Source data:

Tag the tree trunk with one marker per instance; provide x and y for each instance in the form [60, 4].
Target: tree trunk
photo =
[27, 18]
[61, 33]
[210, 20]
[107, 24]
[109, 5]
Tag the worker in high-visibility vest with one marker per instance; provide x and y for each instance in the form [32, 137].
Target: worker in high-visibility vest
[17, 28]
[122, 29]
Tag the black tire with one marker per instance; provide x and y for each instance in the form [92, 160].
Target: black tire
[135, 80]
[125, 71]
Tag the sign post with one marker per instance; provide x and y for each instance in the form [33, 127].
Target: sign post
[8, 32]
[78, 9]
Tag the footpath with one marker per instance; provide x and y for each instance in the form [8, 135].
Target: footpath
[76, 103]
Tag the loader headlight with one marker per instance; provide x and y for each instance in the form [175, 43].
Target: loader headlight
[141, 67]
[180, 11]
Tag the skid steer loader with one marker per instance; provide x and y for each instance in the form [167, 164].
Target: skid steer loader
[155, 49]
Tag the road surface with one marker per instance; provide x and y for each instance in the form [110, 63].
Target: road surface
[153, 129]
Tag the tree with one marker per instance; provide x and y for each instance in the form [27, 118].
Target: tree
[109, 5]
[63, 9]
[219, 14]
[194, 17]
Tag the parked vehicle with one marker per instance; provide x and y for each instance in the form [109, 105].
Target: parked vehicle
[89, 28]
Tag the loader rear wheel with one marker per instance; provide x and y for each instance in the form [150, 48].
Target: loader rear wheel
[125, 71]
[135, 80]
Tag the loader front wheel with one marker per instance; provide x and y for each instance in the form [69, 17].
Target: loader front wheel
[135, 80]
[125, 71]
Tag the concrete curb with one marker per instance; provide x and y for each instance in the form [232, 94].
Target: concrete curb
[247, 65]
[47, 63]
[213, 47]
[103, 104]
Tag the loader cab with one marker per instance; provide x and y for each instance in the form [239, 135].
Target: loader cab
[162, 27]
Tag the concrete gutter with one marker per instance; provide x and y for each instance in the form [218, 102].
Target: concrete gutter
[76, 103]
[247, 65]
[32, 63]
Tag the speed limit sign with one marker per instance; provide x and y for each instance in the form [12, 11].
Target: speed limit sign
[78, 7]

**The request:**
Rewrite the material above, swapping "footpath" for "sidewalk" wherever it appears and leaving the rest untouched.

**The result:**
Tag the tree trunk with one marker per instance; provide x and y for each instance in the form [60, 4].
Target: tree trunk
photo =
[27, 18]
[61, 33]
[210, 20]
[107, 24]
[109, 5]
Tag the worker in high-visibility vest with one marker per instance; provide x and y for each instance in the form [32, 137].
Target: worker in high-visibility vest
[17, 28]
[122, 29]
Tag the black tire with one marker per instance; provide x and y for each instance in the form [92, 160].
Target: black tire
[135, 80]
[125, 71]
Tag the sign post with one marker per instance; provide x and y for each instance in the form [33, 127].
Target: sign post
[8, 32]
[78, 9]
Tag the sidewalk with one marker per instance; provide x and y for each instance in the form [8, 135].
Target: sidewalk
[76, 103]
Tag the loader headlight with one marker per instance; provide x and y for each instance in the form [175, 43].
Target: loader headlight
[141, 67]
[180, 11]
Tag the skid steer loader with one marker per instance; provide x and y for each instance in the form [167, 164].
Target: skid steer loader
[155, 49]
Tag the road surface with one marker per instance; provide x and y for each instance in the form [110, 63].
Target: road surface
[153, 129]
Tag the tree with one marker per instance; provide x and y for each instance in the form [27, 118].
Target: tree
[109, 5]
[63, 9]
[219, 14]
[194, 17]
Tag the parked vehicle with one marker per instance; provide x and y for each instance in the form [109, 105].
Target: parked vehicle
[89, 28]
Tag the loader rear wheel with one marker per instance; provide x and y for each instance in the form [150, 48].
Target: loader rear wheel
[125, 71]
[135, 80]
Tag the loader front wheel with one marker per instance; provide x and y for each instance in the form [69, 17].
Target: loader front wheel
[135, 80]
[125, 71]
Tag the concrete curb with one marker per instance; provide x and y for each instance in the form [232, 94].
Target: concrete curb
[247, 65]
[47, 63]
[213, 47]
[103, 104]
Tag the loader cab with one marker per instance; provide x and y for each instance in the form [239, 135].
Target: loader cab
[162, 27]
Tag the concrete gutter with one marker per instance; provide x and y for each instance in the form [218, 102].
Target: concrete gutter
[76, 103]
[247, 65]
[32, 63]
Tag the speed limit sign with one marker per instance; provide x and y for each instance in the form [12, 11].
Target: speed limit sign
[78, 7]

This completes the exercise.